005

Gołąbki.

Składniki:

  • kapusta włoska lub zwykła,
  • 1 kg łopatki,
  • 1/2 kg podgarla,
  • 1/2 kg boczku (jeśli jest taka potrzeba i jeśli ktoś lubi),
  • 4 szklanki ryżu lub 4 torebki,
  • 2 duże cebule,
  • sól,
  • pieprz,
  • vegeta,
  • ziele angielskie,
  • szklanka bulionu.

Sos:

  • 1/2 kg pieczarek,
  • cebula,
  • masło,
  • sól,
  • pieprz,
  • szklanka bulionu,
  • 100 g śmietany.

Przygotowanie:

Naczynie.

Np. żaroodporne w dowolnym kształcie lub wielki garnek z pokrywką taką, którą możemy wstawić do piekarnika.
Naczynie wykładamy niewykorzystanymi liśćmi kapusty, na które wykładamy gołąbki.

Mięso.

Obieramy cebulę. Kroimy w drobną kostkę i leciutko złocimy.

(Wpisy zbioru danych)
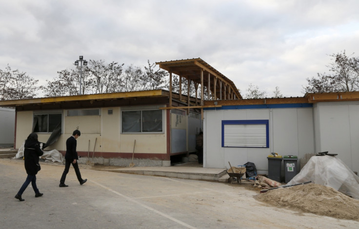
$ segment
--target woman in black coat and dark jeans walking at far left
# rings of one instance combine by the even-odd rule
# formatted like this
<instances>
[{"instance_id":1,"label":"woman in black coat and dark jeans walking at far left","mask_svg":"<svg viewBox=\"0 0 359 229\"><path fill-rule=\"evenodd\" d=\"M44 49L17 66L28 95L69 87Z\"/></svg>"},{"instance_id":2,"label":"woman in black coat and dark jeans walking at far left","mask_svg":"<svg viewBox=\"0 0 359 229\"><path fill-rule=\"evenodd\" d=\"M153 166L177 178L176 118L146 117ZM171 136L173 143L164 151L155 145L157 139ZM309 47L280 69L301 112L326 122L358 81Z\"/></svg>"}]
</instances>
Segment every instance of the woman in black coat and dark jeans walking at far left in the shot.
<instances>
[{"instance_id":1,"label":"woman in black coat and dark jeans walking at far left","mask_svg":"<svg viewBox=\"0 0 359 229\"><path fill-rule=\"evenodd\" d=\"M43 152L40 149L40 142L38 141L38 134L31 133L25 141L24 148L25 170L27 177L18 194L15 195L15 198L20 201L24 201L24 199L21 198L21 195L30 182L35 191L35 197L40 197L42 195L36 186L36 175L38 174L38 171L40 171L39 157L43 155Z\"/></svg>"}]
</instances>

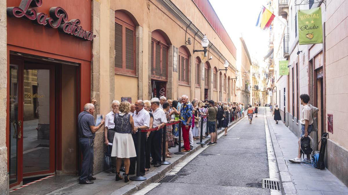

→ Treść polecenia
Kontynuuj przepis na gołąbki, zaczynając od miejsca po jego ostatnim zdaniu.

→ Odpowiedź
Mięso mielimy dodajemy do cebuli i dusimy do momentu kiedy nie będzie już ani jednego surowego kawałka. Dodajemy pieprz, sól, ziele angielskie, vegetę (jeśli ktoś ma taką potrzebę). Uduszone mięso odstawiamy do wystygnięcia.
Po wystygnięciu sprawdzamy czy jest dobrze przyprawione i jeśli jest potrzeba, doprawiamy. Trzeba pamiętać, że ciężko ocenić przyprawienie jeśli potrawa jest bardzo gorąca. Często ulegniemy oparzeniu a wtedy, to już ciężko wyczuć smak.
To stara, dobra włoska rada. I jej się trzymam.

Ryż.

Polecam zwykły ryż, taki do prażenia. Ryż w torebkach najczęściej ulega rozgotowaniu. A w przypadku gołąbków potrzebny nam jest ryż sypki, al dente. Ryż gotujemy w osolonej wodzie. Po ugotowaniu, odstawiamy do wystygnięcia.

Kapusta.

Jeśli chodzi o kapustę, to oczywiście wybieramy tę, z której wolimy gołąbki. Ja wybieram kapustę włoską. Łatwiej ściągnąć liście z główki. Jest szybsza w obróbce i bardziej plastyczna, a więc łatwiej nam będzie zawijać mięso.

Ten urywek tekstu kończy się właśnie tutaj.